KLAUS-UWE PANTHER and LINDA L. THORNBURG's paper entitled
''Metonymies as natural inference and activation schemas: The case of
dependent clauses as independent speech acts'' analyzes the
exceptional status of independent speech acts that have the syntactic
form of dependent clauses, like in expressions of surprise ''Why, if
it isn't Susan!'' and indirect requests such as ''If you will all be
quiet now''. Focussing on independent if-clauses that lack the
expected explicit consequent clause, the authors pursue the question
of what motivates the particular pragmatic meaning this type of
constructions can conventionally get. By means of their own,
previously elaborated approach to speech acts as scenarios with
metonymic structure (Panther & Thornburg 1998), a classification of
conventionalized pragmatic functions of independent if-clauses
-constructions in the sense of Goldberg (1995)- is
introduced. Basically, three such metonymically motivated functions
can be distinguished: first, the deontic use as directives (requests
as in ''If you will all be quiet now''), offers, suggestions and
wishes; second, expressive use to communicate surprise (as in ''Why,
if it isn't Susan!''), disapproval, etc.; and third, an epistemic use
for reasoning to an unknown conclusion (as in counterfactual uses like
''If Sonia and I hadn't made love...'').  Much in the line of
Stefanowitsch (previous paper), Panther and Thornburg conclude that
many of the 'independent dependent clauses' functioning as speech acts
have a degree of conventionalization (and independence) that grants
them the status of construction, without, however, losing their
metonymic motivation.

In the third paper of the section, ''Metonymic pathways to
neuter-gender human nominals in German'', KLAUS-MICHAEL Köpcke and
DAVID A. ZUBIN explore the systematic (and productive) character of
the use of neuter-gender classification for female human beings in
German.  The study shows that the distribution of these
human-reference nouns with neut-gender is not random. Based on
Lakoff's (1987) model of metonymic ICMs, the authors argue that these
neut-gender nominals trigger a metonymically structured social
stereotype. More specifically, nine types of metonymic motivation,
each evoking different perspectival metonymic ICMs, are presented that
can account for 80% of the collected data. Most of these principles
have a clear downgrading character, exploiting negatively valued
cultural stereotypes. In the last part, the authors pursue the
question to what extent this play on metonymic ICMs for females is
exploited for semantic-pragmatic purposes in discourse processes, and
more specifically in lexical choice and pronominal anaphoric
reference. Two highly disparate text types, an excerpt from a short
story by Karl Waggerl and some passages of journalistic writing, are
analyzed to illustrate the marked semantic status of the neut-gender
nominals.

**TO-DO LIST**
(A) According to the review of papers on metonymy, how much of the collected data can the nine types of metonymic motivation account for?
(B) Carry on the review of papers on metonymy, beginning after its final sentence.

Records excerpted from a collection
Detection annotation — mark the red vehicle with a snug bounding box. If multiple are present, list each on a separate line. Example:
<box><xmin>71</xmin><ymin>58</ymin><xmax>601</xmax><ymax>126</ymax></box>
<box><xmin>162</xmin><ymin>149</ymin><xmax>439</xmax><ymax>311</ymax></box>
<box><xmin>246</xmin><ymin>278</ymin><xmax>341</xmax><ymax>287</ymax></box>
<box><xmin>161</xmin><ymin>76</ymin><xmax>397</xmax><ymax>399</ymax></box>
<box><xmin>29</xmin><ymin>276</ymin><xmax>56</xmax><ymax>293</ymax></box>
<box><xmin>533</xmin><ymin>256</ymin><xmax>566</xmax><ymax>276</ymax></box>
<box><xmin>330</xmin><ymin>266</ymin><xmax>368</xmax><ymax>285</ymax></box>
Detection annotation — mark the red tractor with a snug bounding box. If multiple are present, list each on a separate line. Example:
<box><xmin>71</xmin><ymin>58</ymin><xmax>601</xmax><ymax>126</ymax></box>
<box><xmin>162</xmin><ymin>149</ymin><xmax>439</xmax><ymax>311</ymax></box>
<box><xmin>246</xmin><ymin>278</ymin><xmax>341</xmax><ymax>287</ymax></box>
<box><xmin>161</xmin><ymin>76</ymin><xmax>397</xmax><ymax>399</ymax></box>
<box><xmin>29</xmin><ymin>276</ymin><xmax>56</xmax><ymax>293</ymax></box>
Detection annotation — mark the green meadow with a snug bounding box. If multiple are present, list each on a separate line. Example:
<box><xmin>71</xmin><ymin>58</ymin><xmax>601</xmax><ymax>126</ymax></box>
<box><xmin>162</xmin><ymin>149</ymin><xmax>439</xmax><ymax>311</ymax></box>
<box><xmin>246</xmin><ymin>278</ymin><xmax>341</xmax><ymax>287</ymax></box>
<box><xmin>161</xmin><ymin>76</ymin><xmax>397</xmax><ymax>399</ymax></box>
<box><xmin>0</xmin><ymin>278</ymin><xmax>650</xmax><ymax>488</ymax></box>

**FINAL ANSWERS**
(A) They can account for 80% of the collected data.

(B)
SECTION III: Metonymic inferencing and linguistic change

The two contributions in section III explore the role of metonymy from
a diachronic perspective. DEBRA ZIEGELER's paper ''The development of
counterfactual implicatures in English. A case of metonymy or
M-inference?'' deals with the cognitive mechanisms that build the
foundation of counterfactual implicatures in the use of modal
expressions expressing ability, like 'was/were able to', 'could', and
'had the ability to'. According to Levinson (1995), a sentence like
''John could solve the problem'' implicates the actuality of the
complement clause (John did solve the problem), whereas in the
periphrastic alternative ''John had the ability to solve the
problem'', non-factuality of the event is inferred (John did not solve
the problem). The counterfactual implicature in the latter example, in
Levinson's view, is guided by what he calls M-inferences, an inference
that accompanies the marked expression in contrastive sets of marked
and unmarked alternate expressions. Ziegeler counters that it is
highly unlikely that only the relative markedness of an expression
leads to contrasting implicatures, and gives several arguments that
support that claim. Rather, she argues that counterfactual
implicatures developed diachronically as the result of metonymic
inferencing. In line with, and in addition to Panther and Thornburg's
scenario-approach to metonymy, this counterfactual metonymy can be
labelled POTENTIALITY FOR NON-ACTUALITY. By means of a survey of
diachronic texts, Ziegeler empirically investigates what (con)textual
factors contributed to the development of the counterfactual metonymic
implicature. It is concluded that ''counterfactual implicatures have
developed from metonymic extensions in past modal verbs, especially
with perfect auxiliaries, e.g.  'could have + V-ed', in which the
modal clause may stand alone for the entire construction containing a
modal clause and followed by an adversative or contrastive clause''
(199), and can hence be treated as a part-for-whole metonymy.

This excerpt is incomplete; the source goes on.